Collect every line of the listing below that contains the string "trunk", copying each one in full. Case matters, so count only matches with the same capitalization.

-- begin Extracted material --

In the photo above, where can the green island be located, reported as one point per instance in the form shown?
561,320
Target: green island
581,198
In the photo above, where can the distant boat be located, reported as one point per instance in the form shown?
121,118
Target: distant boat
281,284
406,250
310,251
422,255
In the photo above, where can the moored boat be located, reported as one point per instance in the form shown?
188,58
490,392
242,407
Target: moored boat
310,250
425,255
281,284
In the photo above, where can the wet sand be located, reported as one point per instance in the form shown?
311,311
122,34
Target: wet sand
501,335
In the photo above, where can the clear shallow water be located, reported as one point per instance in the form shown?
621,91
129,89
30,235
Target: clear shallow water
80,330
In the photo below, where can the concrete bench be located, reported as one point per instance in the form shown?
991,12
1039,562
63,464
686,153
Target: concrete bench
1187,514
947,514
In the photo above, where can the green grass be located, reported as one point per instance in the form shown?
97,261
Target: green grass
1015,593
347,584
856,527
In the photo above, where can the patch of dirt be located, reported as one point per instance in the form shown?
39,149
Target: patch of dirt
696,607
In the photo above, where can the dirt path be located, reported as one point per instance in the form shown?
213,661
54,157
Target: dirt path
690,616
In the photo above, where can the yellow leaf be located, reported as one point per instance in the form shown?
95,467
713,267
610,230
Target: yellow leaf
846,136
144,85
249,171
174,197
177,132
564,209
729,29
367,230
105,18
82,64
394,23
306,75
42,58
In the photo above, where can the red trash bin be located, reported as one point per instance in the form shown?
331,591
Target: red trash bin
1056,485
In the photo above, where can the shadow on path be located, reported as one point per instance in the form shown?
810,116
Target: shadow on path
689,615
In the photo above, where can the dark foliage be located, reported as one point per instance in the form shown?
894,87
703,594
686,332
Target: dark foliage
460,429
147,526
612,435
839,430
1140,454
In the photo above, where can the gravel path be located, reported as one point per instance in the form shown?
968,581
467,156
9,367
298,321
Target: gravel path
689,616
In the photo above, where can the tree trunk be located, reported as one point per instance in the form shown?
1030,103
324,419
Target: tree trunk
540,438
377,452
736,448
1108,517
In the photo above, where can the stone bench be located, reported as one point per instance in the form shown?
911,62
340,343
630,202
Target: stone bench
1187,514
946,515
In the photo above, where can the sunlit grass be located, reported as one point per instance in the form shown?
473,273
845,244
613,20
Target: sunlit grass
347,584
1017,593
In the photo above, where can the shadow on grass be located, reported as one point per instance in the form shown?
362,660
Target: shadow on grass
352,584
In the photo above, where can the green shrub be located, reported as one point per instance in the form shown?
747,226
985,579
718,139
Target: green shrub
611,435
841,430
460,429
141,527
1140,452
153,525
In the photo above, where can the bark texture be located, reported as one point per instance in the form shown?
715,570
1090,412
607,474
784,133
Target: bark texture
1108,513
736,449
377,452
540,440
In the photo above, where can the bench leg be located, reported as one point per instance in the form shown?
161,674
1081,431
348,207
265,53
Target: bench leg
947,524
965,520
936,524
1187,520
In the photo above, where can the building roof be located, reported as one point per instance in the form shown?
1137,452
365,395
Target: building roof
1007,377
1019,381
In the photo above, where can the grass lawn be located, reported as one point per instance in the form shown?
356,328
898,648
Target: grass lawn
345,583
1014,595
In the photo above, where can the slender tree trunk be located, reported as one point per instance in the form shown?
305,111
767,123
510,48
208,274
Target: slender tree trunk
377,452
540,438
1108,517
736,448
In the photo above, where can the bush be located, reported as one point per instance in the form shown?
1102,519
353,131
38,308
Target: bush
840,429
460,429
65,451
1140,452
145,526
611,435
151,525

-- end Extracted material --
-- begin Extracted material --

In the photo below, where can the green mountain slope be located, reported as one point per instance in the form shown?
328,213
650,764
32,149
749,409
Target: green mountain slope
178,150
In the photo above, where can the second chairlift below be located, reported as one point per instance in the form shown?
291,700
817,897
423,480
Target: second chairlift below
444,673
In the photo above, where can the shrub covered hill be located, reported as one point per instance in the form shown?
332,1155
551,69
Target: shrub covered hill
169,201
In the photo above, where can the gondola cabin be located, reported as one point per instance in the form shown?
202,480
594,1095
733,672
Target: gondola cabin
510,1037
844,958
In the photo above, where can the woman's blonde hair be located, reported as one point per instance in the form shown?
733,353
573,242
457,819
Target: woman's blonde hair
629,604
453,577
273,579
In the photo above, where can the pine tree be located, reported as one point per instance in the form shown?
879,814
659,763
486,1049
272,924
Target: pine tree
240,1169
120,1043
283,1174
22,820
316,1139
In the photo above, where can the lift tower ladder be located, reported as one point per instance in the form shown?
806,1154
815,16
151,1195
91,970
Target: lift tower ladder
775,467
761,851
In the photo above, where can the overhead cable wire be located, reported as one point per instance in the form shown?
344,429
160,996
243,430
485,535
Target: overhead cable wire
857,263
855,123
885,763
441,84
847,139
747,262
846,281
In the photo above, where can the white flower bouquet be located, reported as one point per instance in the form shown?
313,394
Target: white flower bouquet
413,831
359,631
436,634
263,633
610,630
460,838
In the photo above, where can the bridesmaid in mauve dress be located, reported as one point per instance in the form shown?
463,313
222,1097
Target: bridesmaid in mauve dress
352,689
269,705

-- end Extracted material --
-- begin Extracted material --

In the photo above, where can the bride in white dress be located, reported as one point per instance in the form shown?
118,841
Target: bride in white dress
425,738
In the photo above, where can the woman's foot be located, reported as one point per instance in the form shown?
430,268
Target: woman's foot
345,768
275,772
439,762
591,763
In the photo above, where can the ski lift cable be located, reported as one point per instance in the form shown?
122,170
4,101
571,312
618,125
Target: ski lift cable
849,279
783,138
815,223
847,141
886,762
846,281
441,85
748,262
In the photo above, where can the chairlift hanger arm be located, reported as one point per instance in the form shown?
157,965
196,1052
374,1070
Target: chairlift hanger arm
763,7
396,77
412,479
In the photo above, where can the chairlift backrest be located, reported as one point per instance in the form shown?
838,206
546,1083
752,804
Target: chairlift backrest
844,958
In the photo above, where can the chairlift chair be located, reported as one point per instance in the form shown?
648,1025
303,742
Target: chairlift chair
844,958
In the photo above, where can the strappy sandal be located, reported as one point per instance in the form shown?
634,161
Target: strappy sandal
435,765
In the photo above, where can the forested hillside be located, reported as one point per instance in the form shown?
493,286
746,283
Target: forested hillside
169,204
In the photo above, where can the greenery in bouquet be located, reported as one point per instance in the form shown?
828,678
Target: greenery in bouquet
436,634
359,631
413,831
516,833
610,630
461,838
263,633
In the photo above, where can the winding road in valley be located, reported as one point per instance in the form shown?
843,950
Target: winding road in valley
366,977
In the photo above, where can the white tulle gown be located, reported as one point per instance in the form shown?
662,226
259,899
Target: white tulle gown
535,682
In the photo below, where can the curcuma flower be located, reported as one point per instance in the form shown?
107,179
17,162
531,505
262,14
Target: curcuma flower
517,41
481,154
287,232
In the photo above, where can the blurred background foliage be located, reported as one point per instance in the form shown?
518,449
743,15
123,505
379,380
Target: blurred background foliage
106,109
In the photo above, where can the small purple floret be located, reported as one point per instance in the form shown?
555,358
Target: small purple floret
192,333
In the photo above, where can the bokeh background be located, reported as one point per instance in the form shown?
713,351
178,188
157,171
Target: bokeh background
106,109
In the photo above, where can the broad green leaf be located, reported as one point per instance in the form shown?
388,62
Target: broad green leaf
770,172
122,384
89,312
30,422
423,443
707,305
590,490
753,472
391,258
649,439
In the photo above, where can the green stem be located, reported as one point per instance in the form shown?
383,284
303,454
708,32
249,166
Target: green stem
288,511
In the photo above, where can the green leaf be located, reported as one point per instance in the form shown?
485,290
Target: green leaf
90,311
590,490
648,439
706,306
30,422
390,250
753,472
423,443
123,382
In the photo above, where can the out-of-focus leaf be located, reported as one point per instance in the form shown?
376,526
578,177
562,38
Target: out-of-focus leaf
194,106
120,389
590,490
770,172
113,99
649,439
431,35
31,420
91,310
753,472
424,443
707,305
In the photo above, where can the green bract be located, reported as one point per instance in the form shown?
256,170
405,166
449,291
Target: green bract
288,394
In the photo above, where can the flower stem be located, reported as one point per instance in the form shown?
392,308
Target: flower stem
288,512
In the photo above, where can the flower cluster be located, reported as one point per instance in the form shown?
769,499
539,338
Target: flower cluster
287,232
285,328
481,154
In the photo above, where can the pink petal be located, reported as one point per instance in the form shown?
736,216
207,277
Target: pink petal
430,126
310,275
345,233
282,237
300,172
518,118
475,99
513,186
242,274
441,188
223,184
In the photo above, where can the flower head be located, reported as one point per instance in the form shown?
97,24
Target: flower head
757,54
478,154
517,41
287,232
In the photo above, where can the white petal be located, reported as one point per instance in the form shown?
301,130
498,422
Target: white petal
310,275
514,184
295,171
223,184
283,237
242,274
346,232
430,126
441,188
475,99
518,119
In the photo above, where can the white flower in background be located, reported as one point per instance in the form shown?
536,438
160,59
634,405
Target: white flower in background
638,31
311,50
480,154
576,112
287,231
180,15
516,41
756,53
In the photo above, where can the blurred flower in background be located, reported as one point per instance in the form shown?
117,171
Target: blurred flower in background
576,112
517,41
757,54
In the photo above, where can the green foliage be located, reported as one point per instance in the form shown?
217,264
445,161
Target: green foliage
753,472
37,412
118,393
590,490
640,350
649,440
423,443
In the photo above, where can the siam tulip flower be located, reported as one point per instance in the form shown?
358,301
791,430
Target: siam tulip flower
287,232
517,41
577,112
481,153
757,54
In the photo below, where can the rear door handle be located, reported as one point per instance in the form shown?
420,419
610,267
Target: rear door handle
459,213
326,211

-- end Extracted material --

**Expected answer:**
In the photo above, where can the tree trunk be located, reported as one point per instance in the form shown?
Target: tree trunk
In the photo above, where can the slender tree trunk be located, reported as one point per instance in the form shown?
Target: slender tree trunk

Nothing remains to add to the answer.